** WHAT NEEDS TO BE DONE **
Search the data below, and report every line in which "white" occurs.

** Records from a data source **

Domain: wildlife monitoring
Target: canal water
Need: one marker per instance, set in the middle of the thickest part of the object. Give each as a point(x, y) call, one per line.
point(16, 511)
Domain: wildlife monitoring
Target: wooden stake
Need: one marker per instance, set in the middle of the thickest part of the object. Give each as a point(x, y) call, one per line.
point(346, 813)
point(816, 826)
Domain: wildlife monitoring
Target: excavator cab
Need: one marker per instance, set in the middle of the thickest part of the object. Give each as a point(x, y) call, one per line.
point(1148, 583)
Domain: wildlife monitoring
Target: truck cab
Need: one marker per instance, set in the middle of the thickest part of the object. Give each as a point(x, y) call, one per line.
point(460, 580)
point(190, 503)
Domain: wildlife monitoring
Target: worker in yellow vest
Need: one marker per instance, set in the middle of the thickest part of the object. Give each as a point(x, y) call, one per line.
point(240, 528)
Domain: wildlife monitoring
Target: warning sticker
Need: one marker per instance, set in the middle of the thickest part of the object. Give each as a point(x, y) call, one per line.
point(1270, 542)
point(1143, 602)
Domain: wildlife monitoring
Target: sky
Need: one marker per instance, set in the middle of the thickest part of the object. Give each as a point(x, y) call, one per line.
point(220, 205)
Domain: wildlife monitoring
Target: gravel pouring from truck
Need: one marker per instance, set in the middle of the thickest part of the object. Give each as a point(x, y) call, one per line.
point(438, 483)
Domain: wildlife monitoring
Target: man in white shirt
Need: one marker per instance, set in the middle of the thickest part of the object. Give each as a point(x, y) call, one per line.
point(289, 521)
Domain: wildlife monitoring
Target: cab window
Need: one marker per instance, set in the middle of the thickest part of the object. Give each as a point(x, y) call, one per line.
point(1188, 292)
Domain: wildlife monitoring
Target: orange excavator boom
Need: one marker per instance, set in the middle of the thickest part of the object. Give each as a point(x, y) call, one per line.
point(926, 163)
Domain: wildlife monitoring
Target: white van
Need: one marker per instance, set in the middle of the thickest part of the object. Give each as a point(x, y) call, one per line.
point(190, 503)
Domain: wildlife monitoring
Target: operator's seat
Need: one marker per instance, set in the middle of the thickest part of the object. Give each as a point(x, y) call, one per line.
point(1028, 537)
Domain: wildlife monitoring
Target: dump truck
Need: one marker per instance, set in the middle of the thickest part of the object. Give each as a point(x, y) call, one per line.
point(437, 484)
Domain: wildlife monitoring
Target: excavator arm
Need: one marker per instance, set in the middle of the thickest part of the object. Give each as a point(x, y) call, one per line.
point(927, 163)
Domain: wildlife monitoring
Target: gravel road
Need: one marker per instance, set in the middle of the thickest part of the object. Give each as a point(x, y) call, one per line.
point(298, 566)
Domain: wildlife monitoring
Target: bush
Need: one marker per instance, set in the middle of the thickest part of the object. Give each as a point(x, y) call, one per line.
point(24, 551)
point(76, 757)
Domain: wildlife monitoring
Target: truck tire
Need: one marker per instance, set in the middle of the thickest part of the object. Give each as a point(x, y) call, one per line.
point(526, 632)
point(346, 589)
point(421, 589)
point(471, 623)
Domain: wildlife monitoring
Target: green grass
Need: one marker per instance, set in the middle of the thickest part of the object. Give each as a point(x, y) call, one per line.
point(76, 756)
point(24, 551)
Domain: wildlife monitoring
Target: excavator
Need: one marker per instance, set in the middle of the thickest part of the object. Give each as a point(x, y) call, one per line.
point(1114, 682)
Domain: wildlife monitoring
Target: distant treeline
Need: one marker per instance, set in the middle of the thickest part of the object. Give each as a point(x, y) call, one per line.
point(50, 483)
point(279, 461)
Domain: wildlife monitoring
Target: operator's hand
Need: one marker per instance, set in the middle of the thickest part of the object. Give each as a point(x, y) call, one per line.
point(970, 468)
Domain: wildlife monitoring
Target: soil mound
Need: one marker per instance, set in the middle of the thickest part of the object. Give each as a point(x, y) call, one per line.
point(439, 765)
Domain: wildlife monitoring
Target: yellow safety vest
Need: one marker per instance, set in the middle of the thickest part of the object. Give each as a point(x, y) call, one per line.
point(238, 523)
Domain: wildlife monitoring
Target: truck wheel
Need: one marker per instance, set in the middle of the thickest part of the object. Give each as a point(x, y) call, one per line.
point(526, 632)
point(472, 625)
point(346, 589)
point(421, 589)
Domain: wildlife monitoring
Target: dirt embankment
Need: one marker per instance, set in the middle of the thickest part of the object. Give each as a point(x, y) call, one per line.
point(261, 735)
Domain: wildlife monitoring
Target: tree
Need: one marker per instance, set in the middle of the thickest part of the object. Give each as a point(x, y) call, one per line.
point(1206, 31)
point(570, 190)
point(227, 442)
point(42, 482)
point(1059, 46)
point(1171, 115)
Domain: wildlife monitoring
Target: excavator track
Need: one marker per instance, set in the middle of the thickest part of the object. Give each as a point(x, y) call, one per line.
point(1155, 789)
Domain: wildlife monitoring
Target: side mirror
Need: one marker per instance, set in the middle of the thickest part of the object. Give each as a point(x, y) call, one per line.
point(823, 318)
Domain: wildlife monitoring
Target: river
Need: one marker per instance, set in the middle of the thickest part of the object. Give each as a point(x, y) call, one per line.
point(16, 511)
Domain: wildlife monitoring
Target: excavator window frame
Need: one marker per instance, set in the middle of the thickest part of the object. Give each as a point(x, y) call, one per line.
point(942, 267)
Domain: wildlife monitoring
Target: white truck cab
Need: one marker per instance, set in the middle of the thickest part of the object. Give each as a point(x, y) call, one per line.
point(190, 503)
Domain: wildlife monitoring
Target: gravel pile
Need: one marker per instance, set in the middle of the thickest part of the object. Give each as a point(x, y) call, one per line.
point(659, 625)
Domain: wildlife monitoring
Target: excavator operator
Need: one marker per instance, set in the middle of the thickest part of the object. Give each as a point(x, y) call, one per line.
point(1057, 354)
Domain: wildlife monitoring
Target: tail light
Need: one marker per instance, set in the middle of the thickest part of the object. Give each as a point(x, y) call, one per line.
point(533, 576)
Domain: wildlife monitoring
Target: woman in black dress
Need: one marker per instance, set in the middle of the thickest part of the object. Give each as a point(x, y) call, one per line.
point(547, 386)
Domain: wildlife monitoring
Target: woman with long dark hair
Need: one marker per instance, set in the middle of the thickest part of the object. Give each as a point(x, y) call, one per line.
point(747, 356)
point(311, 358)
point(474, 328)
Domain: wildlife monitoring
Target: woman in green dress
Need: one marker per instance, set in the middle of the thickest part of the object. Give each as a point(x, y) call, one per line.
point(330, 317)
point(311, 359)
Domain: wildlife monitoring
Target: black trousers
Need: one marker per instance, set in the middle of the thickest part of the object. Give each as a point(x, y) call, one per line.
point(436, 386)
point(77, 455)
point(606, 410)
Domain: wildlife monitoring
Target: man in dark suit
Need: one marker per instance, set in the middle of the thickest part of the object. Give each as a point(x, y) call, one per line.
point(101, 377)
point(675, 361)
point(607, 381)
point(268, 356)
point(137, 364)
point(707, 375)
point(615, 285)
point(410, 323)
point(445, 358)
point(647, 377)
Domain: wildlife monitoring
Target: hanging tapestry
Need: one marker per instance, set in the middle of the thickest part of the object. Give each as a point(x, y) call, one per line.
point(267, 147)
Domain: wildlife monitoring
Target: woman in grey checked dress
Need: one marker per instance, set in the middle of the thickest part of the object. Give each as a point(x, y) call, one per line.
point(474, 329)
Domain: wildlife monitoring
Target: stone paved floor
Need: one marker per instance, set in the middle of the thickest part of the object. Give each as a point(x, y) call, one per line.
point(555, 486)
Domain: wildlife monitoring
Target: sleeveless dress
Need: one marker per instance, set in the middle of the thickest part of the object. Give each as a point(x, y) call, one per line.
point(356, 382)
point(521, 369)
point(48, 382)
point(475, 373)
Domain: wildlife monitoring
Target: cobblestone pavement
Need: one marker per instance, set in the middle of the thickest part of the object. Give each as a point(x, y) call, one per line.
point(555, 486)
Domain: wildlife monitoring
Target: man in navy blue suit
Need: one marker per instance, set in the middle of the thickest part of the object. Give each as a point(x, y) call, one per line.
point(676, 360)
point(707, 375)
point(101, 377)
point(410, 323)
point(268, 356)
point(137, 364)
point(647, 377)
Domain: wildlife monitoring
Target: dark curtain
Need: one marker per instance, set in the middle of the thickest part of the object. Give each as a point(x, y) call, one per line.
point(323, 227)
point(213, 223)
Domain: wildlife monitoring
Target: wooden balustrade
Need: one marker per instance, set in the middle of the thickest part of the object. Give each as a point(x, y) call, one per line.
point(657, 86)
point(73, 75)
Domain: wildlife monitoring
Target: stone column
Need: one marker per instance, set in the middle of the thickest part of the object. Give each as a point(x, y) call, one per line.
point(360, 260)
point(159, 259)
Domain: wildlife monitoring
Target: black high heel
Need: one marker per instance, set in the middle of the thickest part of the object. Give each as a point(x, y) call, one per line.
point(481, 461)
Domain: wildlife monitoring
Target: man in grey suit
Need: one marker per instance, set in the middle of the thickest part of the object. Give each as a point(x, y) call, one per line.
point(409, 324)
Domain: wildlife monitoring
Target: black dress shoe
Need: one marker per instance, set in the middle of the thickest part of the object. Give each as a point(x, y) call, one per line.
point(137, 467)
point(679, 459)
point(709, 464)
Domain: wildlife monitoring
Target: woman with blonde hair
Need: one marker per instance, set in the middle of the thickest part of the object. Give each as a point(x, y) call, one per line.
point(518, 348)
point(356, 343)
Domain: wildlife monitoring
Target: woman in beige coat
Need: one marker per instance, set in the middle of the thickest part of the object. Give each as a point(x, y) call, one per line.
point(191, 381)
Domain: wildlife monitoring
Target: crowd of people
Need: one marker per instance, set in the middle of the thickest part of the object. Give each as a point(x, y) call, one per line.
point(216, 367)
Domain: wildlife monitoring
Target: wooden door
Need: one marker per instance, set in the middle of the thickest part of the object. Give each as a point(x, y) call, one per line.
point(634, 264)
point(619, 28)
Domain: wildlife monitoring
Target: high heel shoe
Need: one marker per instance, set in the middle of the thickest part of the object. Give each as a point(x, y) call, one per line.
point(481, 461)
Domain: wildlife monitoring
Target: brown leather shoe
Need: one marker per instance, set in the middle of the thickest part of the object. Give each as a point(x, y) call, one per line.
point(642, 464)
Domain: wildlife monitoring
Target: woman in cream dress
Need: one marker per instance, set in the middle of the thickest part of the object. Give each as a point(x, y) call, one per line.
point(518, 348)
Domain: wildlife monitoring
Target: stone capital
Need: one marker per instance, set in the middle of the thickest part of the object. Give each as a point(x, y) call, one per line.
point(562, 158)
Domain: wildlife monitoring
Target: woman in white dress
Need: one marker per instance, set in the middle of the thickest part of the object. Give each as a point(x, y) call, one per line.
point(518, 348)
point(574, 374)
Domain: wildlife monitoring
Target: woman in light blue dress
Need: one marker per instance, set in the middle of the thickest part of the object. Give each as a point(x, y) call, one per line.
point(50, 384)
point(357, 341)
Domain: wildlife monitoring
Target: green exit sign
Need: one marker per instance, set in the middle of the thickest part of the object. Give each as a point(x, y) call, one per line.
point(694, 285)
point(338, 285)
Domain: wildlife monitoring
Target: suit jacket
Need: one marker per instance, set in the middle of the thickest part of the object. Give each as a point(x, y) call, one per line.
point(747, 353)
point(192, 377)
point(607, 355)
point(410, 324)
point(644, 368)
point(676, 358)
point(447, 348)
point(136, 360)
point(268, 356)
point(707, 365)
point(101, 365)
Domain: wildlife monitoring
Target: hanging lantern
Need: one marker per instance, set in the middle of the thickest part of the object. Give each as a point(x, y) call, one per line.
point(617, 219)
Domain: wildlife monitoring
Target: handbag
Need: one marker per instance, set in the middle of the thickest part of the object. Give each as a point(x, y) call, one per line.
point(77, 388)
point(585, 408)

** SOLUTION TO THIS PROBLEM **
Target: man in white shirt
Target: white van
Target: white truck cab
Target: woman in white dress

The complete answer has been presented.